** Start **

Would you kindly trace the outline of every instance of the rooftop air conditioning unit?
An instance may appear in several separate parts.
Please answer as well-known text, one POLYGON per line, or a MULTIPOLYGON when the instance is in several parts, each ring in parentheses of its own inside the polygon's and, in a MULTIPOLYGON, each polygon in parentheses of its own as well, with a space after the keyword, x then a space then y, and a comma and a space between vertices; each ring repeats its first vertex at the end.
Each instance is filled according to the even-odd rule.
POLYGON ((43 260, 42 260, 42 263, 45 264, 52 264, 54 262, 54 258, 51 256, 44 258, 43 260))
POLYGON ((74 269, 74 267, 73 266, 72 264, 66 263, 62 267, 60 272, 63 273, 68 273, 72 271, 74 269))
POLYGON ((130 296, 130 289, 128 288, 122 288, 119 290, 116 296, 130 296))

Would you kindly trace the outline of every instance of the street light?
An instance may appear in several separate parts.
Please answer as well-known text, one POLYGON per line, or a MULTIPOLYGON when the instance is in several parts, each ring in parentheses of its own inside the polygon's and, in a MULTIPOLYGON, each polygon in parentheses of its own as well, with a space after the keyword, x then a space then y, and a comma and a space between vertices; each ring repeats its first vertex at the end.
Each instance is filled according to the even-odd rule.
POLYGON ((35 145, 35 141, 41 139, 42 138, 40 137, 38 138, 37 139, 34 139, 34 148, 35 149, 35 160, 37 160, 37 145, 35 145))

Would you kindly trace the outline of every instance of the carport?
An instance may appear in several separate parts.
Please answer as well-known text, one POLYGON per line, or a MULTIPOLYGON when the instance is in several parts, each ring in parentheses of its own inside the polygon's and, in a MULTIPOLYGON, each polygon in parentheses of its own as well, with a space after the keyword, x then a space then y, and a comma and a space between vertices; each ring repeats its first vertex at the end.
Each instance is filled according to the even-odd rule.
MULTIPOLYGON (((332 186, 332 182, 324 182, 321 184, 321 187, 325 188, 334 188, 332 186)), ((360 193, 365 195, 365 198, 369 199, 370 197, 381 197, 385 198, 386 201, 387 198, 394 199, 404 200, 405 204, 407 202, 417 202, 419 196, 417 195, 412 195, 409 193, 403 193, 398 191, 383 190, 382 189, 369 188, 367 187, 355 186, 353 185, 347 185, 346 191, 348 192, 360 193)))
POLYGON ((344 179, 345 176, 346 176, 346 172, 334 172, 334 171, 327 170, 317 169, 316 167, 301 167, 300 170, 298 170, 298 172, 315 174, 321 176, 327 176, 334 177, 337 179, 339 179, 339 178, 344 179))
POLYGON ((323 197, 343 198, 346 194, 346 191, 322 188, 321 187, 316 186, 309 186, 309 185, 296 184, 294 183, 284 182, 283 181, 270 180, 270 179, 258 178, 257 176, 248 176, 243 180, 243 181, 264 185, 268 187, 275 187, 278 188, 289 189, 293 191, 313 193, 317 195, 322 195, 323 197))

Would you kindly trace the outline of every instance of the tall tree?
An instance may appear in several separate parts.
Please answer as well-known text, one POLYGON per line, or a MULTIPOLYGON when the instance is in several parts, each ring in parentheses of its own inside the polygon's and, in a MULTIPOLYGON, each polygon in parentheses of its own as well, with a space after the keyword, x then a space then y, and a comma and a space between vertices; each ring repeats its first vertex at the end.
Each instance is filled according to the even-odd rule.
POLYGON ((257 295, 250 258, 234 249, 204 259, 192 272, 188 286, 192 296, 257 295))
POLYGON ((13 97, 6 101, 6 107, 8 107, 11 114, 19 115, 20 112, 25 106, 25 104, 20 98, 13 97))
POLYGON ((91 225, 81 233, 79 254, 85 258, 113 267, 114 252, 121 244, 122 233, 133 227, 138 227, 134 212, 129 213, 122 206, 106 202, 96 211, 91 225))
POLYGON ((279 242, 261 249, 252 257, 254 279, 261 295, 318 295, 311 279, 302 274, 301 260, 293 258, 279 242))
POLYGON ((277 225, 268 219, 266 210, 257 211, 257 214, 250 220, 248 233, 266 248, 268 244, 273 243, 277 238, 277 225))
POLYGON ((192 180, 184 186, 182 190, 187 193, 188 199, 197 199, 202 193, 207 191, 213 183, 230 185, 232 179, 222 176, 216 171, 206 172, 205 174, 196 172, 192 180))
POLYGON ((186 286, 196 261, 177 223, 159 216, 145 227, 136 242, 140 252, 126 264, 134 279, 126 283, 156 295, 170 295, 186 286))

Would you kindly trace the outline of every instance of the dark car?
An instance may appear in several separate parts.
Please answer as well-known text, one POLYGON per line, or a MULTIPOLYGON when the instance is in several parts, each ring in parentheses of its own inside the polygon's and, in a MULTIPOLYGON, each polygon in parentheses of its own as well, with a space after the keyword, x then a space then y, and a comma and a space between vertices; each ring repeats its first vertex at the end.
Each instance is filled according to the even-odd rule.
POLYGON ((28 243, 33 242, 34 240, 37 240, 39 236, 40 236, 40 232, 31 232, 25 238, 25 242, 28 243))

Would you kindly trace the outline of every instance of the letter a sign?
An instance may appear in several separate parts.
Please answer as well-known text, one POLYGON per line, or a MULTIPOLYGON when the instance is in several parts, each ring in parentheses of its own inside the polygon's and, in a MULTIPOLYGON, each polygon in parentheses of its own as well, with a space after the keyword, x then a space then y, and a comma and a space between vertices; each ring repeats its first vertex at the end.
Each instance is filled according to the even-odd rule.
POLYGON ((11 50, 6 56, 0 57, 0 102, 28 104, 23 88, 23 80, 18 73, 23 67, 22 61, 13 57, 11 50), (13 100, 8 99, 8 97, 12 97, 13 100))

** End **

▸ Short task
Print all of the entries again, exactly as written.

▸ Response below
Would you kindly trace the outline of every instance of the rooftop air conditioning unit?
An instance may appear in several separate parts.
Please answer as well-known text, one POLYGON per line, or a MULTIPOLYGON when the instance is in several parts, each ring in parentheses of its own inside the polygon's and, in a MULTIPOLYGON, each polygon in parentheses of its own as well, with a space after the keyword, x then a space then y, and a comma and a space between vertices; each ring repeats its first vertex at the end.
Each instance is filled according to the even-odd rule.
POLYGON ((43 260, 42 260, 42 263, 45 264, 52 264, 54 262, 54 258, 51 256, 44 258, 43 260))
POLYGON ((74 269, 74 267, 73 266, 72 264, 66 263, 62 267, 60 272, 63 273, 68 273, 72 271, 74 269))
POLYGON ((130 296, 130 289, 128 288, 122 288, 119 290, 116 296, 130 296))

Would you kindly trace the outline of every instance of the street light?
An instance may appear in several separate parts.
Please answer as well-known text, one POLYGON per line, or a MULTIPOLYGON when the instance is in several parts, each ring in parentheses of its own inside the polygon's and, in a MULTIPOLYGON, each polygon in parentheses of its own as well, with a space after the keyword, x then a space then y, and a comma and a space between vertices; each ring repeats its first vertex at the end.
Each instance is filled according to the even-odd rule.
POLYGON ((35 145, 35 141, 41 139, 42 138, 40 137, 38 138, 37 139, 34 139, 34 148, 35 149, 35 160, 37 160, 37 145, 35 145))

Would you kindly trace the outline of every instance of the carport?
An instance may appear in several separate parts.
Please answer as well-known text, one POLYGON per line, or a MULTIPOLYGON when the instance is in several parts, each ring in parentheses of its own inside the polygon's and, in a MULTIPOLYGON, each polygon in parentheses of its own as well, with a space after the keyword, x then a space then y, and a comma and a space between vertices; each ring repeats its first vertex at the end.
Each instance is filled according to the even-odd rule.
MULTIPOLYGON (((332 186, 332 182, 324 182, 321 184, 321 187, 325 188, 334 188, 332 186)), ((360 193, 365 195, 365 198, 369 199, 370 197, 381 197, 385 198, 386 201, 387 198, 394 199, 404 200, 405 204, 407 202, 417 202, 419 196, 417 195, 412 195, 409 193, 403 193, 398 191, 383 190, 382 189, 369 188, 367 187, 355 186, 353 185, 347 185, 346 191, 348 192, 360 193)))
POLYGON ((344 179, 345 176, 346 176, 346 172, 334 172, 334 171, 327 170, 317 169, 316 167, 301 167, 300 170, 298 170, 298 172, 315 174, 321 176, 327 176, 334 177, 337 179, 339 179, 339 178, 344 179))
POLYGON ((323 197, 343 198, 346 194, 346 191, 322 188, 321 187, 316 186, 309 186, 309 185, 296 184, 294 183, 284 182, 283 181, 270 180, 270 179, 258 178, 257 176, 248 176, 243 180, 243 181, 264 185, 268 187, 275 187, 278 188, 289 189, 293 191, 313 193, 317 195, 322 195, 323 197))

Would you kindly trace the outline of every instance of the tall tree?
An instance may appear in several separate parts.
Please answer as well-known text, one POLYGON per line, or a MULTIPOLYGON when the instance is in several parts, each ring in parentheses of its own inside the polygon's and, in a MULTIPOLYGON, each polygon in parentheses of its own as well, with a space after the keyword, x then a space then y, and a comma and a space between vertices; each ring repeats its first vertex at the end.
Each instance is filled according to the even-odd rule.
POLYGON ((257 295, 250 258, 234 249, 204 259, 192 272, 188 286, 192 296, 257 295))
POLYGON ((13 97, 6 101, 6 107, 8 107, 11 114, 19 115, 20 112, 25 106, 25 104, 20 98, 13 97))
POLYGON ((91 225, 81 233, 79 254, 85 258, 113 267, 114 252, 121 244, 122 233, 133 227, 138 227, 134 212, 129 213, 122 206, 106 202, 96 211, 91 225))
POLYGON ((279 242, 261 249, 252 257, 254 279, 261 295, 318 295, 311 279, 302 274, 301 260, 293 258, 279 242))
POLYGON ((277 225, 268 219, 266 210, 257 211, 257 214, 250 220, 248 233, 266 248, 268 244, 273 243, 277 238, 277 225))
POLYGON ((192 180, 184 186, 182 190, 187 193, 188 199, 197 199, 202 193, 207 191, 213 183, 230 185, 232 179, 222 176, 216 171, 206 172, 205 174, 196 172, 192 180))
POLYGON ((186 286, 196 261, 177 223, 159 216, 145 227, 136 242, 140 252, 126 264, 134 279, 126 283, 156 295, 170 295, 186 286))

Would you kindly trace the outline of every instance of the dark car?
An instance may appear in several separate parts.
Please answer as well-known text, one POLYGON per line, or a MULTIPOLYGON when the instance is in several parts, each ring in parentheses of its own inside the polygon's and, in a MULTIPOLYGON, each polygon in parentheses of its own as well, with a space after the keyword, x then a space then y, and a comma and a space between vertices; each ring repeats its first vertex at the end.
Each instance is filled according to the even-odd rule.
POLYGON ((28 243, 33 242, 34 240, 37 240, 39 236, 40 236, 40 232, 31 232, 25 238, 25 242, 28 243))

Would you kindly trace the outline of every instance of the letter a sign?
An instance may appear in several separate parts.
Please answer as well-known text, one POLYGON per line, or a MULTIPOLYGON when the instance is in several parts, each ring in parentheses of its own inside the polygon's and, in a MULTIPOLYGON, each polygon in parentheses of its own as well, with a space after the keyword, x then a space then y, and a comma and a space between vertices; each ring repeats its first vertex at the end.
Each instance is filled according to the even-odd rule.
POLYGON ((11 50, 6 56, 0 57, 0 102, 28 104, 23 88, 23 80, 18 73, 23 67, 22 61, 13 57, 11 50), (13 100, 8 99, 8 97, 12 97, 13 100))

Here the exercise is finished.